Goal of the exercise: Identify all lines in the data containing the string "below". Copy them out.

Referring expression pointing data
⁂
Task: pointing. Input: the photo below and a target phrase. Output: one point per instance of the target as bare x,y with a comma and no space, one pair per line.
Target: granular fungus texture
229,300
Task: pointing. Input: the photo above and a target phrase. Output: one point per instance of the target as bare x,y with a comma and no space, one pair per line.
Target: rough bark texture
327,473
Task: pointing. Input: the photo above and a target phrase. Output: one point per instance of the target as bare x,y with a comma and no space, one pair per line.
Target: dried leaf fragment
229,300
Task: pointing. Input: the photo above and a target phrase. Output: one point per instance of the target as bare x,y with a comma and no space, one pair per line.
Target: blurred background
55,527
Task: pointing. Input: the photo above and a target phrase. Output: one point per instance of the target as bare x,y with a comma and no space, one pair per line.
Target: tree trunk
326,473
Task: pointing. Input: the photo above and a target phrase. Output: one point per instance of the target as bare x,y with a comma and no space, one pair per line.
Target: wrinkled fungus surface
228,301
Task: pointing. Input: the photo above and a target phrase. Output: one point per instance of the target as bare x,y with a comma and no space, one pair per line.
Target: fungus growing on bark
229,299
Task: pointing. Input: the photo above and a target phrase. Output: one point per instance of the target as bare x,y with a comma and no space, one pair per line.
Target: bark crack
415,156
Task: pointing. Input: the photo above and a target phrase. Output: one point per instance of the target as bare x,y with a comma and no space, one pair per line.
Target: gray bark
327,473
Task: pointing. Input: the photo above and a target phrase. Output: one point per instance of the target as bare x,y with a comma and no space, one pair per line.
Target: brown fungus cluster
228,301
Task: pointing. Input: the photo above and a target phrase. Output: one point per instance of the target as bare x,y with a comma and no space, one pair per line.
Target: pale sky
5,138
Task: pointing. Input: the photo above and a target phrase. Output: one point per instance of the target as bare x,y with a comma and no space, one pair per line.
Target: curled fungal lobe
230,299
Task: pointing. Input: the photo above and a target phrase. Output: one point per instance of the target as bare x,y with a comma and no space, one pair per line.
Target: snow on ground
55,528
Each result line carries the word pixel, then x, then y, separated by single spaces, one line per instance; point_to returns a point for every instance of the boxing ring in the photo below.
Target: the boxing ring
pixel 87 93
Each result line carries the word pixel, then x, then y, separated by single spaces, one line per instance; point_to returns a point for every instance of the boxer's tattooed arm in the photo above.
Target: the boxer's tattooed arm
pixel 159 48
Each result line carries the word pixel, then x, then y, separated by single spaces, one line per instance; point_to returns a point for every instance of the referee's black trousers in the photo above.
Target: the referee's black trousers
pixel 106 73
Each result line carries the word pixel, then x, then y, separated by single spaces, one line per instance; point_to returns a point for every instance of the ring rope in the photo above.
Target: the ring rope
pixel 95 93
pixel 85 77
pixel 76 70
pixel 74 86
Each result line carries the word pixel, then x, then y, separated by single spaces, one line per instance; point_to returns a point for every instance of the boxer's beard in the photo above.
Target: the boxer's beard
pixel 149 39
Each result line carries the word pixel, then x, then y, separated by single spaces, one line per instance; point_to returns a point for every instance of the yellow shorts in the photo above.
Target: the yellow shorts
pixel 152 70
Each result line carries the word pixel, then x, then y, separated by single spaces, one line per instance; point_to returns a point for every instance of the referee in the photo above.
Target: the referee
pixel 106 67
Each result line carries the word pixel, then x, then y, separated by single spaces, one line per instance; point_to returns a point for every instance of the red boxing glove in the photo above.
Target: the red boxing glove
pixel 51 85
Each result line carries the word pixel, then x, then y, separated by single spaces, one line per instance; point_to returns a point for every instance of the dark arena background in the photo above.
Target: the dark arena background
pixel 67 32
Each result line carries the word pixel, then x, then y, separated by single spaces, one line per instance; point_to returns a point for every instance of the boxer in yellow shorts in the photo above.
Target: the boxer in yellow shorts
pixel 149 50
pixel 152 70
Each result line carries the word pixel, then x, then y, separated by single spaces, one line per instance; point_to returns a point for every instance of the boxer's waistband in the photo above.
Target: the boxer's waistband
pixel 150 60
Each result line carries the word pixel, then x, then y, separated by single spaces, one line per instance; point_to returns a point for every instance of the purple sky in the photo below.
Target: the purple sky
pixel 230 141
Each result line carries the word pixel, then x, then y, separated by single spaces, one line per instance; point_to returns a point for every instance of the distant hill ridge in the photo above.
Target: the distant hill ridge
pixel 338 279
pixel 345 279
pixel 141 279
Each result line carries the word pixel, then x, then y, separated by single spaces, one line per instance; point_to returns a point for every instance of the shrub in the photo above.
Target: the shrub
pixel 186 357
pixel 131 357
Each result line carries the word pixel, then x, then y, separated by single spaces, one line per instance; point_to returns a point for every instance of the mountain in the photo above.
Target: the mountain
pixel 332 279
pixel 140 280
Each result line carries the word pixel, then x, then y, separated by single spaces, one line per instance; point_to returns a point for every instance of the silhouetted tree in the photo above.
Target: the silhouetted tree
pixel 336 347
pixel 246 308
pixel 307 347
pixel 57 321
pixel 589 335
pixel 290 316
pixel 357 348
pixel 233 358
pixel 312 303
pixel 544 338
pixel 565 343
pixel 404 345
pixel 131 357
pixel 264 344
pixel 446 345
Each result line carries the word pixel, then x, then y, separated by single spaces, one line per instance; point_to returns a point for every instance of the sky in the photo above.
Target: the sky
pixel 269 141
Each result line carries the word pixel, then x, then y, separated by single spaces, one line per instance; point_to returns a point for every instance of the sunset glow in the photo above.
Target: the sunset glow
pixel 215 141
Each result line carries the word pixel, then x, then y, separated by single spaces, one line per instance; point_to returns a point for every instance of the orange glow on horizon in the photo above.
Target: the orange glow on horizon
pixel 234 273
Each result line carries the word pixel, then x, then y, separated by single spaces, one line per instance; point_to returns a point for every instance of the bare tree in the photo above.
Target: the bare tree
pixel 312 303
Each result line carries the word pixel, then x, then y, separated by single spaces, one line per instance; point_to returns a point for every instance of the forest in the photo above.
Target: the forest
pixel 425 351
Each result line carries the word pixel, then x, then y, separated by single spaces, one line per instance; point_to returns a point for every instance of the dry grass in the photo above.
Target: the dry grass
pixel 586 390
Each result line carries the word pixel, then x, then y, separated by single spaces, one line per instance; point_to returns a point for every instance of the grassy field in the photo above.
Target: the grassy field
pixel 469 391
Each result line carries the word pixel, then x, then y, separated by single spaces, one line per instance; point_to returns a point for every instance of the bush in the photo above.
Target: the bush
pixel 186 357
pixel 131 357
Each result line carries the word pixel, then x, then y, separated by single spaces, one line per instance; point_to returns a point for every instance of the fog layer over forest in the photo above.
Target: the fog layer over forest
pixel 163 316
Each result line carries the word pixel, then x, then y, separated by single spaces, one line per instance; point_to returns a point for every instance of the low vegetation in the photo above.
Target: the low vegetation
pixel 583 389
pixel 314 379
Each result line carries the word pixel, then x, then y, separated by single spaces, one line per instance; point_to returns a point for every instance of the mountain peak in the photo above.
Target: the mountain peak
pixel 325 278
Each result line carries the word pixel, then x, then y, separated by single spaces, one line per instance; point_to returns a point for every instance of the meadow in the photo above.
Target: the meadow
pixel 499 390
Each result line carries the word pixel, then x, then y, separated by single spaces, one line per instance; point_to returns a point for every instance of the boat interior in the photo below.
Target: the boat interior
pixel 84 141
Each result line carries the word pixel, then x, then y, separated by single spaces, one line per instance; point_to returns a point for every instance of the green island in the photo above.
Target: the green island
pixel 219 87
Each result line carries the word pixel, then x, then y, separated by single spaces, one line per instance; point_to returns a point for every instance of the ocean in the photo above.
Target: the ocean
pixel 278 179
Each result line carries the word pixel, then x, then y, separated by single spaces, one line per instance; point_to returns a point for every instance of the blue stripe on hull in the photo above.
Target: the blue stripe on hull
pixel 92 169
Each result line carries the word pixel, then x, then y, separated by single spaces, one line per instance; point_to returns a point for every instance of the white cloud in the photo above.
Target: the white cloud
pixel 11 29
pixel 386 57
⁂
Final answer:
Task: pointing. Input: the photo below and a target phrase. Output: one point per instance of the target as bare x,y with a comma and no space, one pair per line.
Each result line carries the word pixel, then x, then y, separated by single spaces, one line per instance; point_to returns a point for every instance of the boxing ring in the photo below.
Each result line carries the word pixel, then x, then y, separated by single spaces, one line per instance; point_to returns a point for every instance of the purple sky in the photo below.
Each result line carries the word pixel, then x, then y, separated by single spaces, one line per instance; point_to returns a point for every instance of the boat interior in the photo below.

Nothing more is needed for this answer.